Given passage →
At trial the following May, the judge overruled vigorous objections from defense counsel and allowed the prosecutor to show the jury two YouTube videos. In one, a video for a song called “B.M.F. Freestyle,” Smith raps, “Another trip to Texas … we going doctor shopping.” In another video, called “Behind-the-Scenes,” Smith — still in character as G-Red, but talking instead of rapping — insists to the camera that “We really do the sh– that we rap about. Like, we really take those trips.” Although he took the stand and repeatedly claimed that his raps were fiction and intended to entertain, the predominantly white jury had seen all it needed. 
 
Smith was found guilty and, because he had a prior record, was sentenced to a jaw-dropping 30 years in prison. According to Carolyn McNabb, his attorney, the rap lyrics were “the primary motivator for the guilty verdict.” Despite having a very strong defense, she knew that the YouTube videos were going to seal the outcome. “I knew when the jury saw them, it was over,” she said. “That’s why I fought so hard to keep them out.”
 
Five months later, aspiring rapper Olutosin Oduwole also found himself on trial and facing jail time for his lyrics. In July 2007, Oduwole’s car ran out of gas, forcing him to abandon it on the Edwardsville campus of Southern Illinois University, where he was a student. When school authorities found the car, they also found a crumpled piece of paper stuffed between the seats on which Oduwole had made written reference to a PayPal account and included the lines, “If this account doesn’t reach $50,000 in the next 7 days then a murderous rampage similar to the VT shooting will occur at another highly populated university. THIS IS NOT A JOKE!”
 
Police immediately searched Oduwole’s apartment, where they found a legally acquired handgun. They also learned that he had been trying to purchase additional guns, also legally, and that was all they needed. Oduwole was charged with attempting to communicate a terrorist threat.
 
At the October 2011 trial, defense attorneys argued that Oduwole was an amateur rapper who took compulsive notes about ideas for his lyrics. They even brought in an expert witness who reviewed Oduwole’s other notebooks of lyrics and compared them with the note.
 
She testified that the writings on the crumpled note were clearly an idea for a rap song or “the formative stages of a rap lyric.” She also testified that Oduwole was an aspiring “gangsta” rapper and that his lyrics comported with what one might expect from someone in that subgenre. Nevertheless, the all-white jury convicted the 26-year-old Oduwole, who is black, and he was later sentenced to five years in prison.

Task → From the passage about rap lyrics used as evidence at trial, extract the text from "Police immediately searched" to "with the note.", copying it word for word.

(Named object pointing entries)
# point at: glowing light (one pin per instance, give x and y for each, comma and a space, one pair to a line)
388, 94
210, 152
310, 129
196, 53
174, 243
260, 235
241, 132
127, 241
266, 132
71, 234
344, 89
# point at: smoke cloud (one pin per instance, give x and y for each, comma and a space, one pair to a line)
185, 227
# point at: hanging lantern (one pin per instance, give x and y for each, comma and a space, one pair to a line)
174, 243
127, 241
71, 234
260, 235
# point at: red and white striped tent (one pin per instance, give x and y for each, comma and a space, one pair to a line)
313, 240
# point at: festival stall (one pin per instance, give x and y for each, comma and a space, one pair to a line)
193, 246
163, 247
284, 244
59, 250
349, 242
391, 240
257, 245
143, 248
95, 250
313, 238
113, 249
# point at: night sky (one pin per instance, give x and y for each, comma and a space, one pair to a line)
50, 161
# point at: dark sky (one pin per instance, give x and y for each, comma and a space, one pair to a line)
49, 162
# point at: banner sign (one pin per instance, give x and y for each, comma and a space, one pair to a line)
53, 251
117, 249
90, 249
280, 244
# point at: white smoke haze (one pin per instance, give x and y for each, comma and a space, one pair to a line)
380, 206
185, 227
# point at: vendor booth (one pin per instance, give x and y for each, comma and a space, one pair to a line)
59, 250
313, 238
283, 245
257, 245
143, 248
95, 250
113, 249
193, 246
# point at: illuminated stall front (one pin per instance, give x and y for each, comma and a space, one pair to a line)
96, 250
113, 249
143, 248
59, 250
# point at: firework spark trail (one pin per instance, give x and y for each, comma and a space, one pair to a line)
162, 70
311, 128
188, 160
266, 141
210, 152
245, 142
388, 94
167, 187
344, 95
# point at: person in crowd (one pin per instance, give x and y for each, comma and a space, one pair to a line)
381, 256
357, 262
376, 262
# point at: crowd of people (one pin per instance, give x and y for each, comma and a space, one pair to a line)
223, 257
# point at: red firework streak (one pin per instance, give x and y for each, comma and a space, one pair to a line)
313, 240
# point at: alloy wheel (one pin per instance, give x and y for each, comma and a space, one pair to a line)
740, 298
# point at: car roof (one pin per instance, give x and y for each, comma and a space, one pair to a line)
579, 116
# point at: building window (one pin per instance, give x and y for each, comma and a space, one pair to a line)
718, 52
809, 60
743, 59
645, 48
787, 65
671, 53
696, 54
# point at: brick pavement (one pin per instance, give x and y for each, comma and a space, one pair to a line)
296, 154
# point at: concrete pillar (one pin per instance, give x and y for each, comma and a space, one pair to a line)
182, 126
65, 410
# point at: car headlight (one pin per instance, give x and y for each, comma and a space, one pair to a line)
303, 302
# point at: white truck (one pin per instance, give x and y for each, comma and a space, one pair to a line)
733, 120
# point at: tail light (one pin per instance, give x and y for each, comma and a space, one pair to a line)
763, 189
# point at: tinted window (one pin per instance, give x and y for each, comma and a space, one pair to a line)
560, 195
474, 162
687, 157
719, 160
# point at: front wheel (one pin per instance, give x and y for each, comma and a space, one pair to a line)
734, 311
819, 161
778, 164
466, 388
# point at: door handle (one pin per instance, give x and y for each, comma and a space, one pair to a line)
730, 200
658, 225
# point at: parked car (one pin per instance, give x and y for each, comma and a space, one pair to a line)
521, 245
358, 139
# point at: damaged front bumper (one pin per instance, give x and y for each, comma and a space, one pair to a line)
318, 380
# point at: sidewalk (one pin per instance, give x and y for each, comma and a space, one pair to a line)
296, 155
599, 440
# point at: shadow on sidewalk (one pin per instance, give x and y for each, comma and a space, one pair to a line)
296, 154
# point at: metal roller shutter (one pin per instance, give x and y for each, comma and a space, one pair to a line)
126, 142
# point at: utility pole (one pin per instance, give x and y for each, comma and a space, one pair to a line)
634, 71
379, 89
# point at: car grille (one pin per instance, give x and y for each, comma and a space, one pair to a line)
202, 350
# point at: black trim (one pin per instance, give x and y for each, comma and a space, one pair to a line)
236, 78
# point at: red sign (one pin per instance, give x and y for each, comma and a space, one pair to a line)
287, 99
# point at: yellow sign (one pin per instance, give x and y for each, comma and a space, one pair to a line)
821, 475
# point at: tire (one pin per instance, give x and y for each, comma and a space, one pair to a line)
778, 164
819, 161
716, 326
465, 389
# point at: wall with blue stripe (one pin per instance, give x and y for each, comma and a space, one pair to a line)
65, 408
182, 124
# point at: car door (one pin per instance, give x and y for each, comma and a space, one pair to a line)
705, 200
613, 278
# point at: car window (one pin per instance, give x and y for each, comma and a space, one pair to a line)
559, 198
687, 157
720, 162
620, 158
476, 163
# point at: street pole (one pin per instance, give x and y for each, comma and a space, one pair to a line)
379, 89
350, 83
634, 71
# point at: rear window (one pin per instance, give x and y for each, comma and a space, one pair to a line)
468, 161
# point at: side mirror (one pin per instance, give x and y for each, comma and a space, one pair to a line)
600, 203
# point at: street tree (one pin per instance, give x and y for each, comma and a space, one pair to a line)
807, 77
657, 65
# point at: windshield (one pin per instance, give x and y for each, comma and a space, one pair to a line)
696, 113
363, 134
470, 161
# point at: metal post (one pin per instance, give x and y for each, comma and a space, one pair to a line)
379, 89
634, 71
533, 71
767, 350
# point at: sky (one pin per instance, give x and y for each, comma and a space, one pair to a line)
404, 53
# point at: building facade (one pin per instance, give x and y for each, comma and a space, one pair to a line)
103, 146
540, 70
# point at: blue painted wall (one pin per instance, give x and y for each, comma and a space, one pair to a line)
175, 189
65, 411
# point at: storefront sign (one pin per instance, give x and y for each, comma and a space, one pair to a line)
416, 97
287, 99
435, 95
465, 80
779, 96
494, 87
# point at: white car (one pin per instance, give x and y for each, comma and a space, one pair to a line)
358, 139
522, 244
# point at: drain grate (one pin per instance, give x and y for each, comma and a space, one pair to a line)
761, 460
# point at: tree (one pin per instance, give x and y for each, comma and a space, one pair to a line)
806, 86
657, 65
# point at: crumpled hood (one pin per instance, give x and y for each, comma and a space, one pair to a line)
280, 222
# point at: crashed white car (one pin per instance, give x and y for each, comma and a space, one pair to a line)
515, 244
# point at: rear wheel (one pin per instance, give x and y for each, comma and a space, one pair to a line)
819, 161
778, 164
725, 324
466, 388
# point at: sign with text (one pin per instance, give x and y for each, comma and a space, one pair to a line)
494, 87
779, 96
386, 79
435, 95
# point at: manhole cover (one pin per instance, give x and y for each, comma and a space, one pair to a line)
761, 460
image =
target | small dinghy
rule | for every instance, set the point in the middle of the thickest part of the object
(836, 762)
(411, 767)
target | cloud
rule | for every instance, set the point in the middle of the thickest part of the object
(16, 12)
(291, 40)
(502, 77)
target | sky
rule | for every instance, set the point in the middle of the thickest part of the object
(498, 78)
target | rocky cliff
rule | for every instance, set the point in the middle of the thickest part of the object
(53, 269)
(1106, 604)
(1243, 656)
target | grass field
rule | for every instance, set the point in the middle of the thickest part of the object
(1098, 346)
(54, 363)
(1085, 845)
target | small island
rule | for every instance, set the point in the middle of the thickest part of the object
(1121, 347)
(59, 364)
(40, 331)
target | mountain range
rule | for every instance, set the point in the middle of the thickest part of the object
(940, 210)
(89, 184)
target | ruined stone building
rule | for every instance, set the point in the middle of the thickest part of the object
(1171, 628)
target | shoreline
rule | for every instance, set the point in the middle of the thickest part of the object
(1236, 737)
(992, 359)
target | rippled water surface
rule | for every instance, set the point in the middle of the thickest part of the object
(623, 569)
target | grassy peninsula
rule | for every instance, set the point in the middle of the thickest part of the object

Result of the exercise →
Police immediately searched Oduwole’s apartment, where they found a legally acquired handgun. They also learned that he had been trying to purchase additional guns, also legally, and that was all they needed. Oduwole was charged with attempting to communicate a terrorist threat.
 
At the October 2011 trial, defense attorneys argued that Oduwole was an amateur rapper who took compulsive notes about ideas for his lyrics. They even brought in an expert witness who reviewed Oduwole’s other notebooks of lyrics and compared them with the note.